Reto => Filtra las líneas que siguen y copia todas las que contengan la palabra "tire".

Lista de líneas =>
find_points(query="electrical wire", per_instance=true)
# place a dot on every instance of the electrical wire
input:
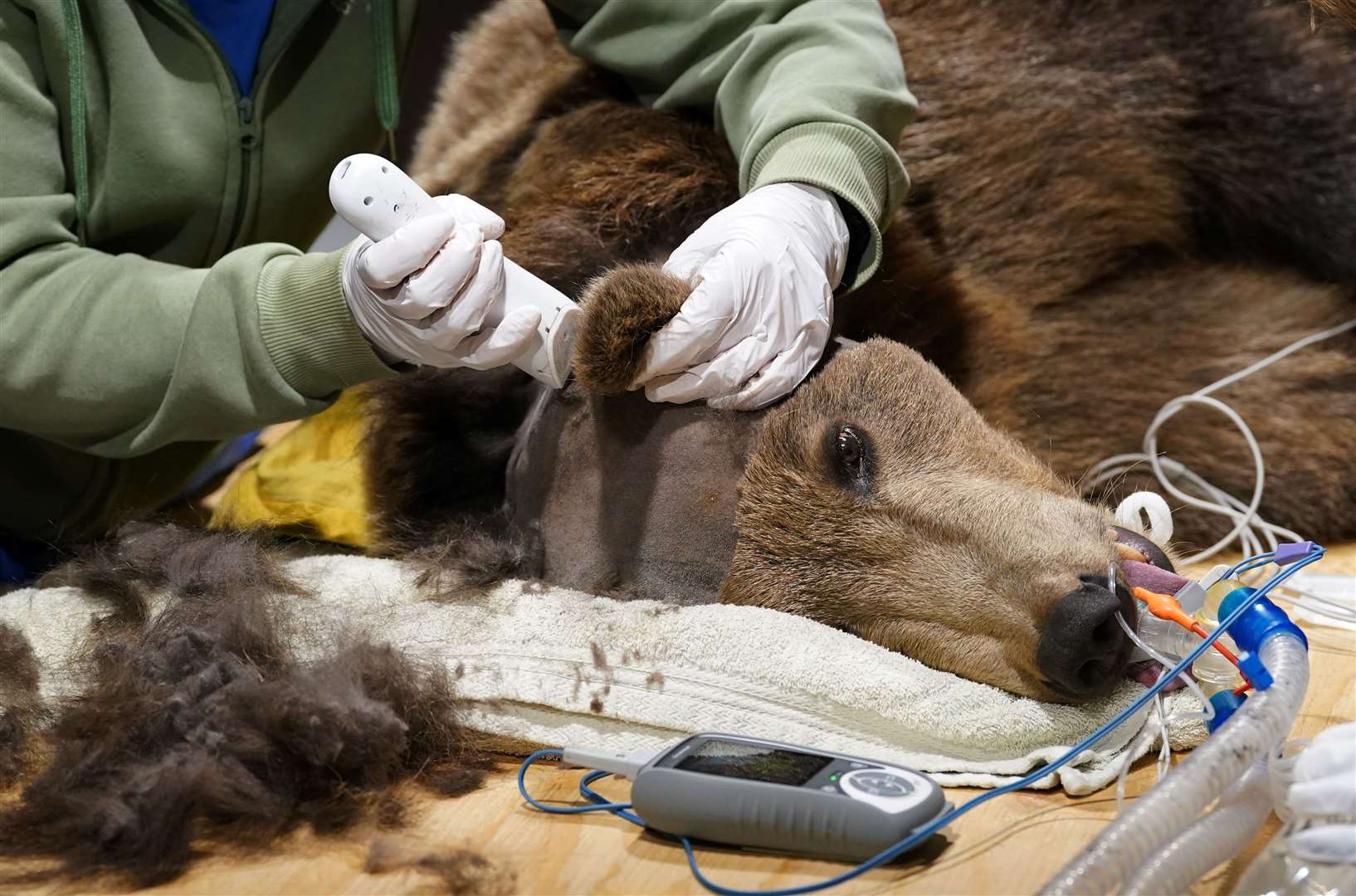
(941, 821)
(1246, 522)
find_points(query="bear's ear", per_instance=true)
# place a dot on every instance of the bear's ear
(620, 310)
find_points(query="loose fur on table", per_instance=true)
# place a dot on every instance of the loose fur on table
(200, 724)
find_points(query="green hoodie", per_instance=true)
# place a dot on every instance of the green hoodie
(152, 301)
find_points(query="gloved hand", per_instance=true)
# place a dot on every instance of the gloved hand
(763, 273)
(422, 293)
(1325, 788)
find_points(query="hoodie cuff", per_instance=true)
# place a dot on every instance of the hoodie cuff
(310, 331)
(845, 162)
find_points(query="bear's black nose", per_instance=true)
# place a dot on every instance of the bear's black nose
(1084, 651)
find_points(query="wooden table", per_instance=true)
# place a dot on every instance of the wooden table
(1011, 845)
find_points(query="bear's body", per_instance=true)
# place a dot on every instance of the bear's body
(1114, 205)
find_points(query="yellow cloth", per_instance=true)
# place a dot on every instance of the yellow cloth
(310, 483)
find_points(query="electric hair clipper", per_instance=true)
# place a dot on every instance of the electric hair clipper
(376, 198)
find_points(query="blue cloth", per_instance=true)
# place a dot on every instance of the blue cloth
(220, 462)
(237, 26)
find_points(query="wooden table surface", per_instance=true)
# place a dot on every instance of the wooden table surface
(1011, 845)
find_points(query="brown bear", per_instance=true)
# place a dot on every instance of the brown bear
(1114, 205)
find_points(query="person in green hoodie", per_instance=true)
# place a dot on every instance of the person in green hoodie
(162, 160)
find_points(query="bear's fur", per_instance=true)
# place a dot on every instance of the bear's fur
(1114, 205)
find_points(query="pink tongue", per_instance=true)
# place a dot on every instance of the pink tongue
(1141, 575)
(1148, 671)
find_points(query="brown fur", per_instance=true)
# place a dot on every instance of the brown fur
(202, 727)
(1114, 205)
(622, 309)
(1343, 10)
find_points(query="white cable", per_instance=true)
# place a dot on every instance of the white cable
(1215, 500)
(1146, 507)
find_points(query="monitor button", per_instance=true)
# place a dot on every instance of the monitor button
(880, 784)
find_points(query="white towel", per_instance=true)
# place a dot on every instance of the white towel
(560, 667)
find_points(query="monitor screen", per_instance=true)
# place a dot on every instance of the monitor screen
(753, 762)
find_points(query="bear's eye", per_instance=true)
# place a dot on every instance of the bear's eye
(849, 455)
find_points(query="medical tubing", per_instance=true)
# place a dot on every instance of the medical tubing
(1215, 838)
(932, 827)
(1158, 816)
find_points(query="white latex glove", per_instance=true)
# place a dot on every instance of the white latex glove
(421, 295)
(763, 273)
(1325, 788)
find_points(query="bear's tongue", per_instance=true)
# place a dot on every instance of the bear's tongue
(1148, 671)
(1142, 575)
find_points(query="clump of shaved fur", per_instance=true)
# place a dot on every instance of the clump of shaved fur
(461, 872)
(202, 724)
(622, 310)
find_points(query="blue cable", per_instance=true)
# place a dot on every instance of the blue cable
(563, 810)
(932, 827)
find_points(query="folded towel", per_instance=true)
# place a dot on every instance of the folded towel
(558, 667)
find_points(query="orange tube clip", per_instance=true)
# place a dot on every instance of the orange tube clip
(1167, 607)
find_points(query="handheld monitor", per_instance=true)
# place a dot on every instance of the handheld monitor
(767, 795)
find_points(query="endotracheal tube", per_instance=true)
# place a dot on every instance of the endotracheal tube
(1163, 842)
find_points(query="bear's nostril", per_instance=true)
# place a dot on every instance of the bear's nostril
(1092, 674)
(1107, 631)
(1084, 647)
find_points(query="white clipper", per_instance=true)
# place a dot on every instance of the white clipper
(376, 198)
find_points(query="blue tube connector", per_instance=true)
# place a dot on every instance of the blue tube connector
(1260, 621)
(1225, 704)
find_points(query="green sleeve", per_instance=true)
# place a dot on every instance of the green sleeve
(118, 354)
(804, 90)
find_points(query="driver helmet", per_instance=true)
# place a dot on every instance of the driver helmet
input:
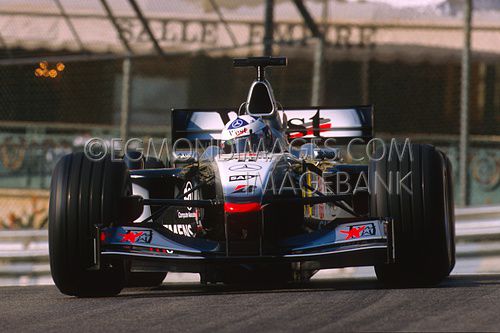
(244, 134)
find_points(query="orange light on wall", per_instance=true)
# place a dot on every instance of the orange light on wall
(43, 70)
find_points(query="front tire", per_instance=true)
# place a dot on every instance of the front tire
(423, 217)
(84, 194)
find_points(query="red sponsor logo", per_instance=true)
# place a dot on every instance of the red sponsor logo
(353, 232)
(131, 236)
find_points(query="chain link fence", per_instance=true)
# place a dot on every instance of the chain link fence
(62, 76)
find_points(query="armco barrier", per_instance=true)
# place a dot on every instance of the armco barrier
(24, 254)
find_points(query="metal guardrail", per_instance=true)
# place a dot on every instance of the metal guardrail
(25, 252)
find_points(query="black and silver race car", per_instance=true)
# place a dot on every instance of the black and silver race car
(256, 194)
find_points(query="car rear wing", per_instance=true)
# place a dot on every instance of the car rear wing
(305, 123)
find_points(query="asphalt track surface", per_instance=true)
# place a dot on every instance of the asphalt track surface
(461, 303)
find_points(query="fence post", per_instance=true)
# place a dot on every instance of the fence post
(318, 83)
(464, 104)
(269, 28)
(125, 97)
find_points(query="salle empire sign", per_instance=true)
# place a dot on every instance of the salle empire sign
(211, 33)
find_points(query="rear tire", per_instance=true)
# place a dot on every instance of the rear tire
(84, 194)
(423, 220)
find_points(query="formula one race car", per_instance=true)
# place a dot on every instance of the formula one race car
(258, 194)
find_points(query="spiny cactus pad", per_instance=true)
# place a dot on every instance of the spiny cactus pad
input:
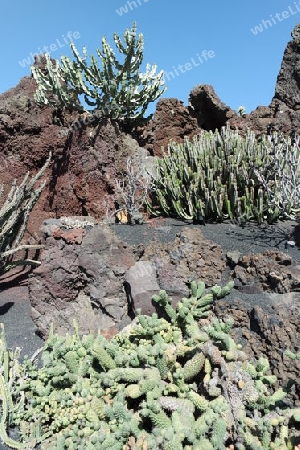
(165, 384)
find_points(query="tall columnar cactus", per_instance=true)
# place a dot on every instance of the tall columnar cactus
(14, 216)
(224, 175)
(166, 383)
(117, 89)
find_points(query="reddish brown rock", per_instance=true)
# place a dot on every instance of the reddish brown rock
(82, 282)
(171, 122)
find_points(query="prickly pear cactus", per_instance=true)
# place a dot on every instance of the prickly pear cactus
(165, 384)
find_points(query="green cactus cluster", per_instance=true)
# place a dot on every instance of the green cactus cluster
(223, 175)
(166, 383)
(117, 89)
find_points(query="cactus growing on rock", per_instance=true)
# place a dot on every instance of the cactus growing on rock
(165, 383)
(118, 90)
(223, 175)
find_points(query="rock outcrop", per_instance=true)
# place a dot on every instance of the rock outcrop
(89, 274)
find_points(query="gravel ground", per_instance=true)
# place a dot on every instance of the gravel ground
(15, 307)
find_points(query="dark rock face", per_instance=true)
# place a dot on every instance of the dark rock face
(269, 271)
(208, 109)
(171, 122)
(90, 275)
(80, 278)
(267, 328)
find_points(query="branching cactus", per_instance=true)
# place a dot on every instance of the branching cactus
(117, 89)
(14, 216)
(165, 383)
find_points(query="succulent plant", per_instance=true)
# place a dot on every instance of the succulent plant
...
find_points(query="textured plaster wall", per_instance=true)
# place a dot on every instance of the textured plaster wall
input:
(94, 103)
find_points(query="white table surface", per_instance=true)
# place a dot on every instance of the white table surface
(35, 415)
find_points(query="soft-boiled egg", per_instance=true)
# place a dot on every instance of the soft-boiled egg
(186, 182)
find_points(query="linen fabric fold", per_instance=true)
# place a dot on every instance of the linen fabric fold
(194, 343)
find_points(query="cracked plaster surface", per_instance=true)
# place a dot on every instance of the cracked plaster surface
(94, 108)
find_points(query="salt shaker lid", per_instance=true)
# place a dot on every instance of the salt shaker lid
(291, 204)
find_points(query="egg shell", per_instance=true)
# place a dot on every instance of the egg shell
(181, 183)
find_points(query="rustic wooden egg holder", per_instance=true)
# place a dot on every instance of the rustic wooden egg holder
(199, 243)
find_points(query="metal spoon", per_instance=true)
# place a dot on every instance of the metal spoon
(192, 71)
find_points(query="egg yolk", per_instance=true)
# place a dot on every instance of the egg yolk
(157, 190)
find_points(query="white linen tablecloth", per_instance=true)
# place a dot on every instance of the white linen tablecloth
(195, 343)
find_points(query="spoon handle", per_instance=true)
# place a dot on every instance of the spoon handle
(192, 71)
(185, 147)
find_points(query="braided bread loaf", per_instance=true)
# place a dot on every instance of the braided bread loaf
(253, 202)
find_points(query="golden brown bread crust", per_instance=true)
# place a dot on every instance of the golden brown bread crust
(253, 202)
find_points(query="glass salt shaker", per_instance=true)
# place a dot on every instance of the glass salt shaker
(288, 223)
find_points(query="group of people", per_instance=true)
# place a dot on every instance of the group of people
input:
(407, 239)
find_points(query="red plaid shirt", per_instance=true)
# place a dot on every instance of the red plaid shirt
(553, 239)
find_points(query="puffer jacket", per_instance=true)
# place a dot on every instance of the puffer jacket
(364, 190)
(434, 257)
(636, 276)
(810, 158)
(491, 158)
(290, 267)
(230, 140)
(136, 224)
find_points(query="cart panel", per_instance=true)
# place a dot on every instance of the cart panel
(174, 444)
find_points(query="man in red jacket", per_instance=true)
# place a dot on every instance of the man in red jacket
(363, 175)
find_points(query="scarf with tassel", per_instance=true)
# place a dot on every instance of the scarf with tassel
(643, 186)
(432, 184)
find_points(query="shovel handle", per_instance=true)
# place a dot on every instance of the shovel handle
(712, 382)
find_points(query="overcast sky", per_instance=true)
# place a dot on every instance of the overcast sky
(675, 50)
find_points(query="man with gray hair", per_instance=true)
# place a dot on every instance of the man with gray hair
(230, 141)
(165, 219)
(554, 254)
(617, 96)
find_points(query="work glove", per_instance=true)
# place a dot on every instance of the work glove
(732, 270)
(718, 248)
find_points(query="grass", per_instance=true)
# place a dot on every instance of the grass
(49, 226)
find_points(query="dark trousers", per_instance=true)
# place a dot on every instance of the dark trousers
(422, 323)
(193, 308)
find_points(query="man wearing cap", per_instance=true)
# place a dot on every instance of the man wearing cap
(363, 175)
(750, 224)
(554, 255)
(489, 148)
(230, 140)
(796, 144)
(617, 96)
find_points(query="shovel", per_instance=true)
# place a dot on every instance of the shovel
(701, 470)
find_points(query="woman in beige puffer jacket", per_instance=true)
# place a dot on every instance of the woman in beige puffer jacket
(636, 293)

Respuesta =>
find_points(query="front tire", per_instance=true)
# place a dot on every instance of the front tire
find_points(query="rear tire", per_instance=true)
# place a dot on every instance of the rear tire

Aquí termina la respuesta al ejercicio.